(Beginning of GIVEN RECORDS)
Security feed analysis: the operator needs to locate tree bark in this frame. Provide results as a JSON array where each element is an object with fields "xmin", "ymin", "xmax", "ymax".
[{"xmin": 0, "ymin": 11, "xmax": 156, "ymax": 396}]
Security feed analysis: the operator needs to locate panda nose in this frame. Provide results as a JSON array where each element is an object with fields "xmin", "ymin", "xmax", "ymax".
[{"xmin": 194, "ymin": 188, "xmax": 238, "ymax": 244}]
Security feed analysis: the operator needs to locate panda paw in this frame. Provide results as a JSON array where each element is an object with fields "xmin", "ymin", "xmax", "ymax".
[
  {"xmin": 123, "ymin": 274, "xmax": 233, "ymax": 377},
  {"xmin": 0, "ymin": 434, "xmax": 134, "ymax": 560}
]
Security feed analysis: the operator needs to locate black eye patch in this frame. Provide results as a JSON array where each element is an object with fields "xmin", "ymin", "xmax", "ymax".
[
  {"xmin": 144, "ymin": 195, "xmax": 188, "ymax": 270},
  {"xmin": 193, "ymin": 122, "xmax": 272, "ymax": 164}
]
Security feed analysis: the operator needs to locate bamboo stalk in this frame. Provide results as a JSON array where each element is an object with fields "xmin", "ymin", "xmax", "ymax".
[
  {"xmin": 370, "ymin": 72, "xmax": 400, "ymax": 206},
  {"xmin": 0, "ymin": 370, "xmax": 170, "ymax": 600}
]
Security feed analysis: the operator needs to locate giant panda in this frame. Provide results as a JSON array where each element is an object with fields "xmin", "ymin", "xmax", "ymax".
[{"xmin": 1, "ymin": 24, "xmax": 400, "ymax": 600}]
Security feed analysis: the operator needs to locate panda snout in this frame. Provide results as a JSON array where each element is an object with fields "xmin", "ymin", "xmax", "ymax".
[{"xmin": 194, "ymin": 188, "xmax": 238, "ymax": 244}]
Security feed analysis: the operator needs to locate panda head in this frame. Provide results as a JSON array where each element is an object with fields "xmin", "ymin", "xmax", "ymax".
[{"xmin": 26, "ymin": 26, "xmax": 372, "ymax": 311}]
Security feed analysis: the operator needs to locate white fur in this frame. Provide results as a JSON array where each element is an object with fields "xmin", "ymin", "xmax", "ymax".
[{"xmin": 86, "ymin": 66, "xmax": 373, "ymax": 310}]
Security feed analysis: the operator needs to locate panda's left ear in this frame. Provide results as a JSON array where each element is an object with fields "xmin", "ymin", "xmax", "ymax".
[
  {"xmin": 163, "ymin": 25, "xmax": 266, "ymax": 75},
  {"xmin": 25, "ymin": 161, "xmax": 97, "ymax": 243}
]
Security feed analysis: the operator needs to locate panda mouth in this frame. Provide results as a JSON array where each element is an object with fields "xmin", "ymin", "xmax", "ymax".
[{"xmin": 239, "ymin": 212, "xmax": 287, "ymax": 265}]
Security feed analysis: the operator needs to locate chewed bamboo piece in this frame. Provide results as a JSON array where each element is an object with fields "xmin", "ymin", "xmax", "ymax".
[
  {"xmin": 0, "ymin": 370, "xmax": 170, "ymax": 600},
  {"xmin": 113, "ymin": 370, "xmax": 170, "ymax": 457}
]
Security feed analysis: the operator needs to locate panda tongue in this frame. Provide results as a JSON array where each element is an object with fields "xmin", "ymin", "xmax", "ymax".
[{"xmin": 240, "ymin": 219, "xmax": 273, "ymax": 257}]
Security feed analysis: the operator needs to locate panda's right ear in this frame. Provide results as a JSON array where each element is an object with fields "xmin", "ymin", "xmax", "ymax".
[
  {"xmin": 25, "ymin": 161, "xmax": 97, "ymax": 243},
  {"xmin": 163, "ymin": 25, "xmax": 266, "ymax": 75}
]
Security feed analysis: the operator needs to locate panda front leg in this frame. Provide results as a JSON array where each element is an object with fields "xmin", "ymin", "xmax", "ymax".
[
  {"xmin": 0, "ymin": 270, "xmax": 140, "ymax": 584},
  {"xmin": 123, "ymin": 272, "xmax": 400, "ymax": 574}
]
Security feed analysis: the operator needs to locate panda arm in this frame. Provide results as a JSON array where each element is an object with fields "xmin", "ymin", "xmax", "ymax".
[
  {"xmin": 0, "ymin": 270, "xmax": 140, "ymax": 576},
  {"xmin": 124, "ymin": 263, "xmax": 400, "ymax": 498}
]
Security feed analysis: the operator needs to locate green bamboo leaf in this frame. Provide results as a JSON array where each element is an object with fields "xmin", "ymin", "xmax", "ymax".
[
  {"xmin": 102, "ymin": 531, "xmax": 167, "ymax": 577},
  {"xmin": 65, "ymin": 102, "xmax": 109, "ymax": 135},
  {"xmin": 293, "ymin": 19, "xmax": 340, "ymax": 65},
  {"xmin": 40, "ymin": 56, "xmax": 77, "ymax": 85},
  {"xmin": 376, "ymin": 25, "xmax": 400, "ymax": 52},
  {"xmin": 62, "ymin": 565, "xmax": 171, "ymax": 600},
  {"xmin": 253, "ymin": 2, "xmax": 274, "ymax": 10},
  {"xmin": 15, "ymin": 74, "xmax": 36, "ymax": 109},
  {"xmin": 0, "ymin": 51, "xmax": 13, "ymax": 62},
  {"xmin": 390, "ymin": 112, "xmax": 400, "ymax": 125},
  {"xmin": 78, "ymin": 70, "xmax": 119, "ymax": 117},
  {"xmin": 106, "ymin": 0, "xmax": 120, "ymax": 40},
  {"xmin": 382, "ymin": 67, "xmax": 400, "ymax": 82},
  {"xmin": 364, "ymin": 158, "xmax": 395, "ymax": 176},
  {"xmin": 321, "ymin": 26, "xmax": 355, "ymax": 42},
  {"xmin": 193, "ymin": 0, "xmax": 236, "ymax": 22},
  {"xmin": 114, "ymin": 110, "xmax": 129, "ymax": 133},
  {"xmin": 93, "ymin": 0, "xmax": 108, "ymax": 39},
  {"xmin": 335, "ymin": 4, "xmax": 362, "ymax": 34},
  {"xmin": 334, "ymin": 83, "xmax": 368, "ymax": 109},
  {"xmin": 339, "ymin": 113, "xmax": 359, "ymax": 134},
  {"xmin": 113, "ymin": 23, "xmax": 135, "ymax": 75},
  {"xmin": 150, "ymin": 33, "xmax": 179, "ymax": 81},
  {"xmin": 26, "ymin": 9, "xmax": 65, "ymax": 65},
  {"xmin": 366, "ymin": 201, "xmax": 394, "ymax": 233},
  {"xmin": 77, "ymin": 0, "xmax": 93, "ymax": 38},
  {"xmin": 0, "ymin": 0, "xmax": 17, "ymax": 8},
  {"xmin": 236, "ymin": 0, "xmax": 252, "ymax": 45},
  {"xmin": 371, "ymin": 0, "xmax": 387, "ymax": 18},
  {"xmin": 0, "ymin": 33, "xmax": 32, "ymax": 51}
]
(End of GIVEN RECORDS)
Transcribe the listing above verbatim, leaving every line whole.

**WORKED SOLUTION**
Security feed analysis: the operator needs to locate tree bark in this frame. Provide results as a JSON array where each element is an object with fields "xmin", "ymin", "xmax", "ymax".
[{"xmin": 0, "ymin": 11, "xmax": 156, "ymax": 396}]
Security feed analysis: the operator needs to locate panda nose in this frame. Provide results as a JSON array where each element is an object with fields "xmin", "ymin", "xmax", "ymax".
[{"xmin": 194, "ymin": 188, "xmax": 238, "ymax": 244}]
Security feed analysis: the operator needs to locate panda paw in this frame. Provide results as a JSON array where each element is an object with fields "xmin", "ymin", "xmax", "ymax".
[
  {"xmin": 123, "ymin": 274, "xmax": 233, "ymax": 377},
  {"xmin": 0, "ymin": 434, "xmax": 134, "ymax": 560}
]
Security feed analysis: the operator needs to locate black eye patch in this frame. Provide results as a JSON array where each element is an object with fields "xmin", "ymin", "xmax", "ymax".
[
  {"xmin": 144, "ymin": 195, "xmax": 188, "ymax": 270},
  {"xmin": 193, "ymin": 122, "xmax": 272, "ymax": 164}
]
Security feed analysis: the operator needs to locate bamboo stalk in this frame. Provide results as a JSON array where each element is an object with fields "xmin", "ymin", "xmax", "ymax".
[
  {"xmin": 370, "ymin": 72, "xmax": 400, "ymax": 206},
  {"xmin": 0, "ymin": 370, "xmax": 170, "ymax": 600}
]
Security feed analysis: the operator needs to locate giant panda in this frame. Provide results as a JSON array where each element is an object with fields "xmin", "ymin", "xmax", "ymax".
[{"xmin": 1, "ymin": 24, "xmax": 400, "ymax": 600}]
Security feed analysis: the operator needs to locate panda snout in this frame. Provide results as a JSON array where each element is an object with fields "xmin", "ymin", "xmax", "ymax".
[{"xmin": 194, "ymin": 188, "xmax": 238, "ymax": 244}]
Security feed analysis: the operator needs to locate panda head in this frame. Provide results as a JSON array where each element is an object with fields "xmin", "ymin", "xmax", "ymax".
[{"xmin": 26, "ymin": 26, "xmax": 372, "ymax": 311}]
Security feed analysis: the operator needs to locate white fur in this frame. Provide results as a JSON array where each element is an object with fields "xmin", "ymin", "xmax", "ymax".
[{"xmin": 86, "ymin": 66, "xmax": 373, "ymax": 310}]
Security feed analysis: the operator needs to locate panda's left ear in this frame. Provide results as a JSON array where each element is an object with fields "xmin", "ymin", "xmax", "ymax".
[
  {"xmin": 163, "ymin": 25, "xmax": 266, "ymax": 75},
  {"xmin": 25, "ymin": 161, "xmax": 97, "ymax": 243}
]
Security feed analysis: the operator needs to locate panda mouth in this frame. Provide results as a JSON array where each element is an object with fields "xmin", "ymin", "xmax", "ymax".
[{"xmin": 239, "ymin": 212, "xmax": 287, "ymax": 265}]
Security feed analysis: the operator needs to locate chewed bamboo piece in this frame. Provide results as a JSON array where each element is an object with fields "xmin", "ymin", "xmax", "ymax".
[
  {"xmin": 0, "ymin": 370, "xmax": 170, "ymax": 600},
  {"xmin": 113, "ymin": 370, "xmax": 170, "ymax": 457}
]
Security feed analysis: the operator needs to locate panda tongue in this frame. Provide results as a JSON array where each element is an object with fields "xmin", "ymin", "xmax", "ymax".
[{"xmin": 240, "ymin": 219, "xmax": 273, "ymax": 257}]
Security feed analysis: the operator needs to locate panda's right ear in this frame. Provide results as a JSON array where each element is an object with fields "xmin", "ymin", "xmax", "ymax".
[
  {"xmin": 25, "ymin": 161, "xmax": 97, "ymax": 243},
  {"xmin": 163, "ymin": 25, "xmax": 266, "ymax": 75}
]
Security feed analysis: the operator needs to locate panda front leg in this frame. Provide results as a JSON array where each element is an object with fields "xmin", "ymin", "xmax", "ymax".
[
  {"xmin": 0, "ymin": 270, "xmax": 140, "ymax": 584},
  {"xmin": 123, "ymin": 272, "xmax": 400, "ymax": 574}
]
Security feed analysis: the operator needs to locate panda arm in this frame. Provide results as a JSON array where each element is an object with fields "xmin", "ymin", "xmax", "ymax".
[
  {"xmin": 0, "ymin": 270, "xmax": 140, "ymax": 576},
  {"xmin": 124, "ymin": 263, "xmax": 400, "ymax": 498}
]
Security feed analysis: the operator needs to locate green bamboo leaf in this frame. Provide results as a JSON array where each element is an object with fields "xmin", "ymin", "xmax", "ymax".
[
  {"xmin": 102, "ymin": 531, "xmax": 167, "ymax": 577},
  {"xmin": 65, "ymin": 102, "xmax": 109, "ymax": 135},
  {"xmin": 293, "ymin": 19, "xmax": 340, "ymax": 65},
  {"xmin": 40, "ymin": 56, "xmax": 77, "ymax": 85},
  {"xmin": 376, "ymin": 25, "xmax": 400, "ymax": 52},
  {"xmin": 62, "ymin": 565, "xmax": 171, "ymax": 600},
  {"xmin": 253, "ymin": 2, "xmax": 274, "ymax": 10},
  {"xmin": 15, "ymin": 74, "xmax": 36, "ymax": 109},
  {"xmin": 0, "ymin": 51, "xmax": 13, "ymax": 62},
  {"xmin": 390, "ymin": 112, "xmax": 400, "ymax": 125},
  {"xmin": 78, "ymin": 70, "xmax": 119, "ymax": 117},
  {"xmin": 106, "ymin": 0, "xmax": 120, "ymax": 40},
  {"xmin": 382, "ymin": 67, "xmax": 400, "ymax": 82},
  {"xmin": 364, "ymin": 158, "xmax": 395, "ymax": 176},
  {"xmin": 321, "ymin": 26, "xmax": 355, "ymax": 42},
  {"xmin": 193, "ymin": 0, "xmax": 236, "ymax": 22},
  {"xmin": 114, "ymin": 110, "xmax": 129, "ymax": 133},
  {"xmin": 93, "ymin": 0, "xmax": 108, "ymax": 39},
  {"xmin": 335, "ymin": 4, "xmax": 362, "ymax": 34},
  {"xmin": 334, "ymin": 83, "xmax": 368, "ymax": 109},
  {"xmin": 339, "ymin": 113, "xmax": 359, "ymax": 134},
  {"xmin": 113, "ymin": 23, "xmax": 135, "ymax": 75},
  {"xmin": 150, "ymin": 33, "xmax": 179, "ymax": 81},
  {"xmin": 26, "ymin": 9, "xmax": 65, "ymax": 65},
  {"xmin": 366, "ymin": 201, "xmax": 394, "ymax": 233},
  {"xmin": 77, "ymin": 0, "xmax": 93, "ymax": 38},
  {"xmin": 0, "ymin": 0, "xmax": 17, "ymax": 8},
  {"xmin": 236, "ymin": 0, "xmax": 252, "ymax": 45},
  {"xmin": 371, "ymin": 0, "xmax": 387, "ymax": 18},
  {"xmin": 0, "ymin": 33, "xmax": 32, "ymax": 51}
]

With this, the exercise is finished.